- [Exercise directions] Pick up the passage on assessment for adult ADHD after its final sentence and write its continuation.
== Text passage ==
Two important points to consider before pursuing an assessment for adult ADHD:

Our assessment approach does NOT meet the current criteria as set forth by the Americans with Disabilities Act (ADA) for students seeking academic accommodations. The diagnosis of ADHD by itself is not sufficient. There must be evidence of specific learning disabilities (or other disabilities). The documentation of learning disabilities requires a specific psychoeducational evaluation, which our program does not currently offer. The explicit criteria for documentation are outlined in the Student Disabilities Services’ section of each educational institution’s website. 
The initial assessment is just that – an evaluation to determine if a diagnosis of ADHD is supported by the developmental and clinical evidence or not. In some cases the results of our evaluation will NOT support a diagnosis of ADHD. Our assessment may reveal other explanations for the presenting problems and symptoms that led someone to seek an assessment. Hence, there will be cases in which the result of the evaluation is that there will be a referral provided for another program or type of care. Moreover, in some cases, even though a diagnosis of ADHD is indicated, there may be other clinical factors that are considered a higher priority to be addressed and may not be within the realm of expertise of our program. In these cases, referrals will be provided.
===
== Information provided ==
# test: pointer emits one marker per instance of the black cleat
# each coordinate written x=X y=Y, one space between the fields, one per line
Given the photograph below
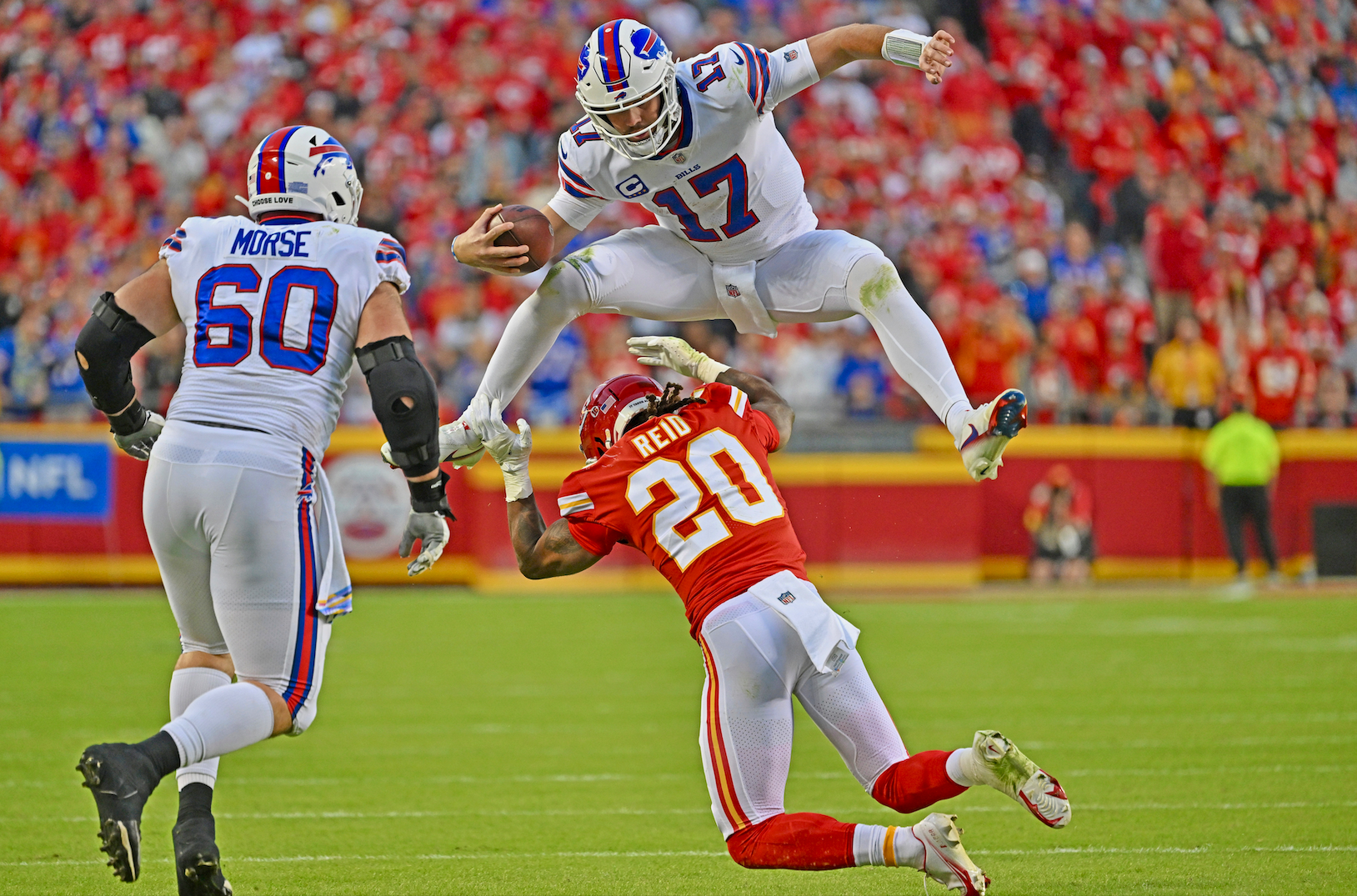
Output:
x=121 y=779
x=197 y=859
===
- [Task response]
No single test can definitively prove whether someone has ADHD. We conduct a comprehensive assessment, including a thorough history of a person's functioning since childhood. Standardized ADHD behavior checklists and symptom rating scales help specify problematic behaviors in childhood and in adulthood. Ratings from others who have observed the patient's behavior in different settings also are used.

Our assessment for ADHD also includes neurocognitive screening that provides measures of cognitive skills, such as organizational abilities, time perception and management, emotional regulation, working memory, cognitive processing speed, and the ability to sustain attention. No test is adequate for identifying symptoms or life impairments associated with ADHD but can be useful in identifying areas of strength and weakness that may contribute to some life difficulties as well as, in some cases, potential indications that more extensive testing is necessary.

We also consider and look for other psychological and medical problems that may, in fact, produce ADHD-like symptoms. These include, among others, sleep disorders, thyroid hormone imbalances, and prior head injuries.

We also evaluate for the presence of co-morbid conditions that may accompany ADHD such as anxiety, depression, and substance use. In some cases, it may be determined that such conditions are the primary cause of a person's difficulties rather than ADHD.

The assessment process itself takes about four (4) hours from start to finish. This does not include time spent completing various forms and questionnaires prior to the assessment.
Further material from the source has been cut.